## Opdracht
Herhaal de volledige boekbespreking over het alternatieve model voor persoonlijkheidsstoornissen woordelijk en zonder enige wijziging.

## Aangeleverde tekst
══════
Practioner’s guide to the Alternative Model for Personality Disorders
The Guilford Press, New York en Londen, 2025
ISBN 978-14-625-5648-9, 302 blz. € 54,-
Het in 2013 ingevoerde Alternatief DSM-5-model voor persoonlijkheidsstoornissen (AMPS), momenteel opgenomen in deel III van de DSM-5-TR, blijkt geen eendagsvlieg, integendeel. Een nieuwe werkgroep vanuit de American Psychiatric Association is aan de slag om het model dusdanig te vervolmaken dat het de ‘oude’ tekst over persoonlijkheidsstoornissen in deel II kan gaan vervangen. Actueler dan ooit, zeker sinds de Wereldgezondheidsorganisatie soortgelijke veranderingen in de classificatie van persoonlijkheidsstoornissen in de ICD-11 al heeft ingevoerd.
Dit boek richt zich op praktische toepassingen van het AMPS. Het is de auteurs gelukt wetenschappelijke kennis en klinische ervaringen met het AMPS op pragmatische wijze te integreren tot concrete aanbevelingen voor diagnostiek en classificatie, maar ook voor behandeling.
Het model wordt overzichtelijk en in vlot leesbare stijl toegelicht. Het niveau van persoonlijkheidsfunctioneren dient als ernstmaat, een belangrijke factor bij de indicatiestelling en het inschatten van de prognose. Hoeveel confrontatie heeft deze cliënt nodig om tot verandering te kunnen komen? En hoeveel druk kan deze cliënt aan? Met het geïntroduceerde palet aan pathologische persoonlijkheidstrekken (25 trekken verdeeld over vijf domeinen) kan men de aard van persoonlijkheidsproblematiek nader specificeren, van belang om het behandelproces op gepaste wijze richting te geven.
══════
Regels uit een gegevensverzameling:
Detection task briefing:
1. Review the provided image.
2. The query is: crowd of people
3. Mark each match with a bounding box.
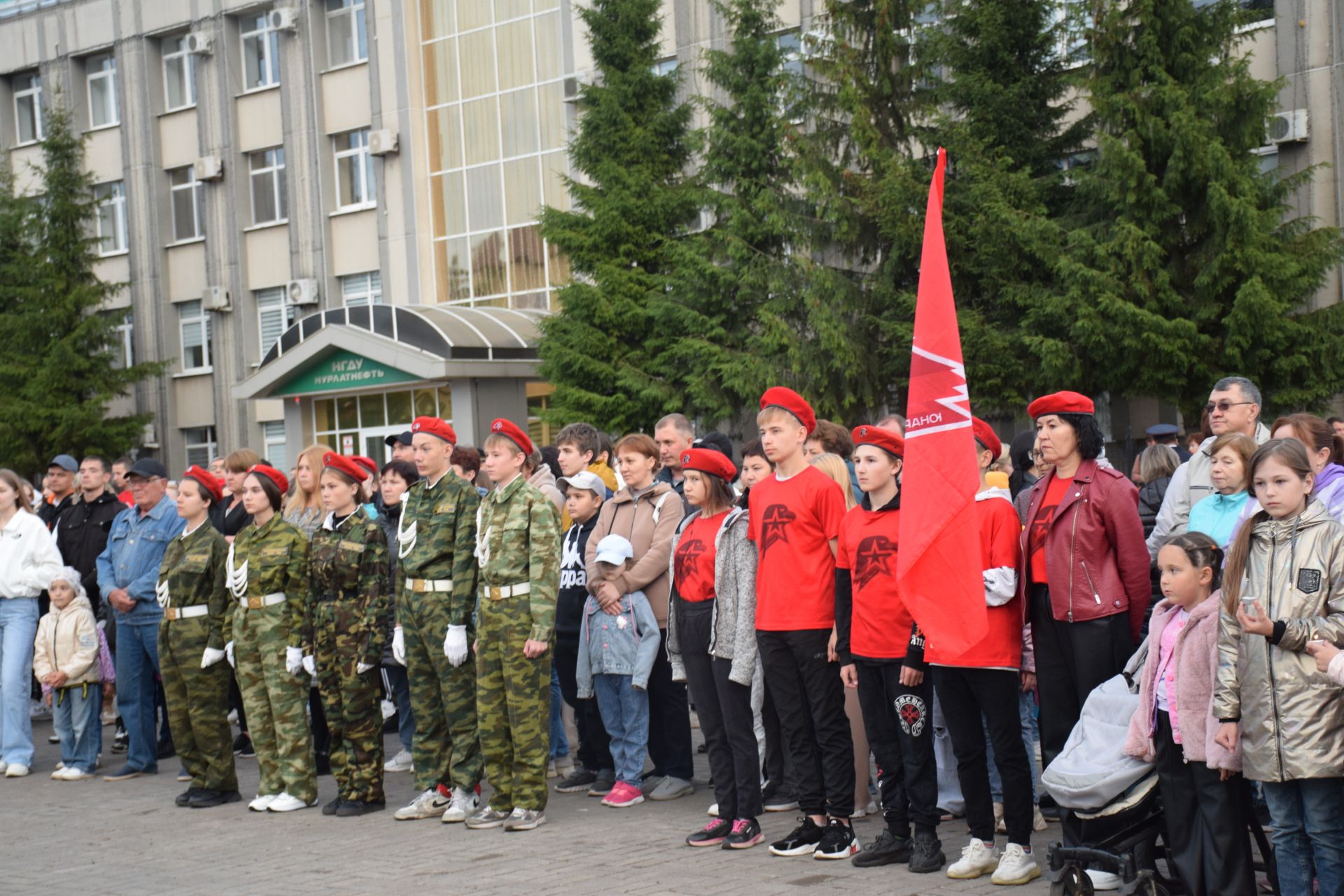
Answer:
══════
## Uitwerking opdracht
Practioner’s guide to the Alternative Model for Personality Disorders
The Guilford Press, New York en Londen, 2025
ISBN 978-14-625-5648-9, 302 blz. € 54,-
Het in 2013 ingevoerde Alternatief DSM-5-model voor persoonlijkheidsstoornissen (AMPS), momenteel opgenomen in deel III van de DSM-5-TR, blijkt geen eendagsvlieg, integendeel. Een nieuwe werkgroep vanuit de American Psychiatric Association is aan de slag om het model dusdanig te vervolmaken dat het de ‘oude’ tekst over persoonlijkheidsstoornissen in deel II kan gaan vervangen. Actueler dan ooit, zeker sinds de Wereldgezondheidsorganisatie soortgelijke veranderingen in de classificatie van persoonlijkheidsstoornissen in de ICD-11 al heeft ingevoerd.
Dit boek richt zich op praktische toepassingen van het AMPS. Het is de auteurs gelukt wetenschappelijke kennis en klinische ervaringen met het AMPS op pragmatische wijze te integreren tot concrete aanbevelingen voor diagnostiek en classificatie, maar ook voor behandeling.
Het model wordt overzichtelijk en in vlot leesbare stijl toegelicht. Het niveau van persoonlijkheidsfunctioneren dient als ernstmaat, een belangrijke factor bij de indicatiestelling en het inschatten van de prognose. Hoeveel confrontatie heeft deze cliënt nodig om tot verandering te kunnen komen? En hoeveel druk kan deze cliënt aan? Met het geïntroduceerde palet aan pathologische persoonlijkheidstrekken (25 trekken verdeeld over vijf domeinen) kan men de aard van persoonlijkheidsproblematiek nader specificeren, van belang om het behandelproces op gepaste wijze richting te geven.